■ **Task directions**:
In the homebrewing thread, rename "batches" to "runs" and write out everything from "With a 6-10" down to "up after experimenting." again.

Jefe 11-02-2006 10:14 PM

Many Small Brews, or Few Big Brews?

As a "new" brewer, I have grandiose dreams and schemes and would like to brew just a hundred different varieties of beer right away so I can try and taste and decide on the ones I really like.
(I also want to create an online catalogue of the recipes I've tried, or others have given me permission to use).

Would it be strange to brew 3 or 4 1 gallon or 2 gallon batches at once instead of 2 5 gallone batches at a time?

With a 6-10 week turn around on simple brews, it would seem to make sense to simply do more brewing and get more experience.

Yuri_Rage 11-02-2006 10:17 PM

I know a few folks around here try their recipes out in 1 gallon batches, but most usually scale them up after experimenting.

For me, I just overdo everything, so I brew at least 5 gallons at a time and have recently taken to brewing 15 gallons. I'm a "many big brews" kinda guy.

Baron von BeeGee 11-02-2006 10:18 PM

I think some people do follow that strategy. For me, I had sampled so many beers before I started brewing I had a pretty good idea of what appealed to me but I still occasionally stumble across something new I want to try. I normally try to find a commercial example first, though. I thought I wanted to try a rauchbier, but after drinking a Schlenkerla I changed my mind.

■ **Data provided**:
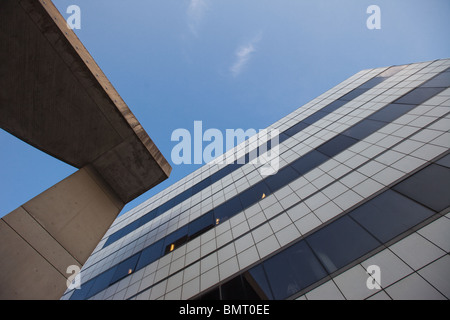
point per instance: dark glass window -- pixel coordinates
(333, 106)
(253, 194)
(430, 186)
(233, 290)
(353, 94)
(390, 214)
(391, 112)
(125, 268)
(314, 117)
(336, 145)
(82, 293)
(309, 161)
(340, 243)
(419, 95)
(175, 239)
(211, 295)
(227, 209)
(256, 277)
(445, 161)
(101, 282)
(281, 178)
(201, 225)
(364, 129)
(372, 83)
(296, 128)
(150, 254)
(440, 81)
(293, 270)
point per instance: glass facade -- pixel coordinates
(361, 168)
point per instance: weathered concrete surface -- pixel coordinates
(55, 97)
(58, 228)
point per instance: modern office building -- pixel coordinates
(359, 208)
(55, 97)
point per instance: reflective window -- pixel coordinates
(255, 193)
(150, 254)
(419, 95)
(333, 106)
(201, 225)
(364, 129)
(101, 282)
(336, 145)
(293, 270)
(445, 161)
(309, 161)
(296, 128)
(281, 178)
(440, 81)
(391, 112)
(353, 94)
(372, 83)
(175, 239)
(227, 209)
(233, 290)
(124, 268)
(430, 186)
(256, 277)
(314, 117)
(340, 243)
(389, 215)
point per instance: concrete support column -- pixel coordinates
(58, 228)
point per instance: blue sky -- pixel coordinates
(228, 63)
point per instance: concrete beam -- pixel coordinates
(58, 228)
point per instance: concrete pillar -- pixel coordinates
(58, 228)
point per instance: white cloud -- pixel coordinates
(195, 13)
(243, 55)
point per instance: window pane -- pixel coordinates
(201, 225)
(440, 81)
(175, 239)
(333, 106)
(340, 243)
(254, 194)
(391, 112)
(445, 161)
(102, 282)
(281, 178)
(227, 209)
(353, 94)
(336, 145)
(309, 161)
(233, 290)
(364, 129)
(390, 214)
(125, 268)
(256, 278)
(419, 95)
(314, 117)
(430, 186)
(150, 254)
(293, 270)
(296, 128)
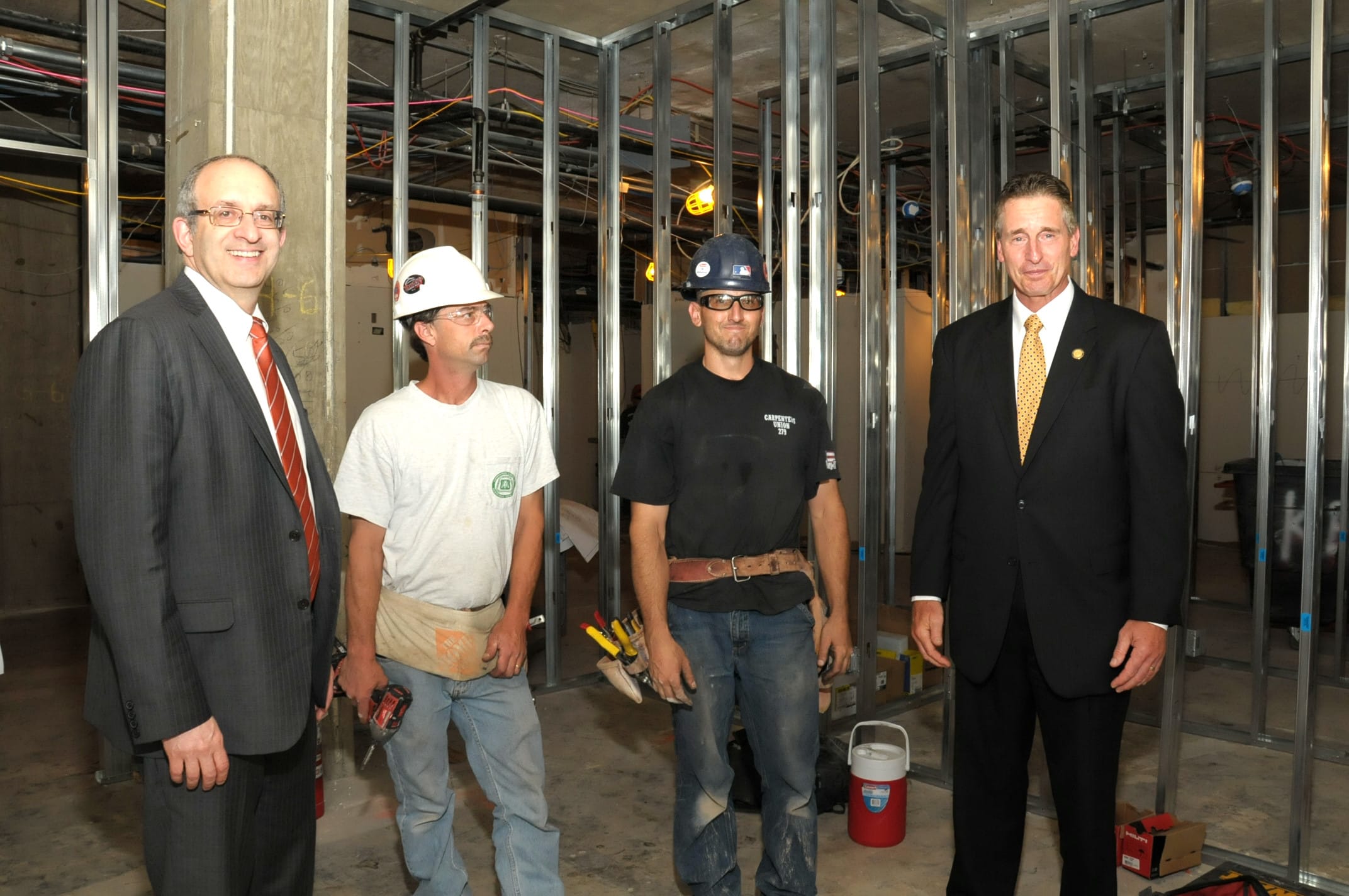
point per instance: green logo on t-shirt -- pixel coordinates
(503, 486)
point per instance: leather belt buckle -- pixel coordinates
(736, 574)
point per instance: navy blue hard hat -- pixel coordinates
(726, 262)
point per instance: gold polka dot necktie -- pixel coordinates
(1029, 382)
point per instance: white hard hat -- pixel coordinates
(439, 277)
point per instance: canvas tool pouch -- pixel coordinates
(621, 675)
(432, 639)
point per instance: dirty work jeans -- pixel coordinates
(505, 749)
(766, 664)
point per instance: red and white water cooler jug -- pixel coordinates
(878, 791)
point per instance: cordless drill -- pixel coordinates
(389, 705)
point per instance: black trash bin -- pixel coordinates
(1287, 517)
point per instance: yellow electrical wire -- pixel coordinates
(57, 199)
(57, 189)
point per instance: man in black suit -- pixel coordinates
(1053, 521)
(207, 527)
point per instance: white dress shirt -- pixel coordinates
(1053, 319)
(238, 325)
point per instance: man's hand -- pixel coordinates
(927, 620)
(361, 676)
(834, 640)
(669, 667)
(320, 712)
(199, 756)
(507, 642)
(1145, 646)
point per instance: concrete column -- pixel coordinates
(269, 80)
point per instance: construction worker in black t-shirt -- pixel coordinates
(720, 463)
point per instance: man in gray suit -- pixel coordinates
(207, 527)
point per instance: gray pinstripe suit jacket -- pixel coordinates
(191, 542)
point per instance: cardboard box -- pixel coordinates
(892, 679)
(912, 673)
(889, 679)
(889, 647)
(1156, 845)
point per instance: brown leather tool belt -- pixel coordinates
(742, 567)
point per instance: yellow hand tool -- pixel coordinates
(610, 648)
(622, 639)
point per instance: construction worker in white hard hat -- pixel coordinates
(443, 481)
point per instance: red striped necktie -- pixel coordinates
(289, 447)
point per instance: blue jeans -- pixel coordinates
(501, 733)
(766, 664)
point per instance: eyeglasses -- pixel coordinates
(265, 219)
(724, 301)
(467, 316)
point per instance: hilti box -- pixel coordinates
(1156, 845)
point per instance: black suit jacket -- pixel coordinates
(1096, 520)
(191, 540)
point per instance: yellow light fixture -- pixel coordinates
(700, 201)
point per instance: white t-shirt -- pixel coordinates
(444, 482)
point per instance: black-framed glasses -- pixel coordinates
(724, 301)
(467, 316)
(265, 219)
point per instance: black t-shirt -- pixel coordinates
(736, 462)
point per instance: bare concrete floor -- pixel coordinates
(610, 780)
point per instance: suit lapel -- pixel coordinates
(1078, 333)
(996, 354)
(207, 330)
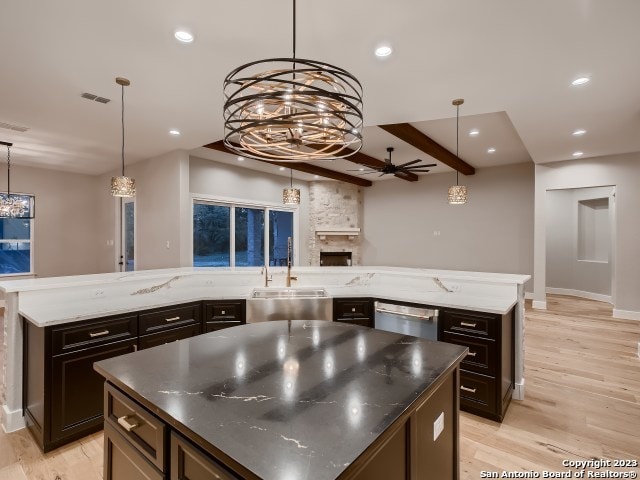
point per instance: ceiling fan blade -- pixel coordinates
(420, 166)
(409, 163)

■ **Exercise solution**:
With a 6-10 week turn around on simple brews, it would seem to make sense to simply do more brewing and get more experience.

Yuri_Rage 11-02-2006 10:17 PM

I know a few folks around here try their recipes out in 1 gallon runs, but most usually scale them up after experimenting.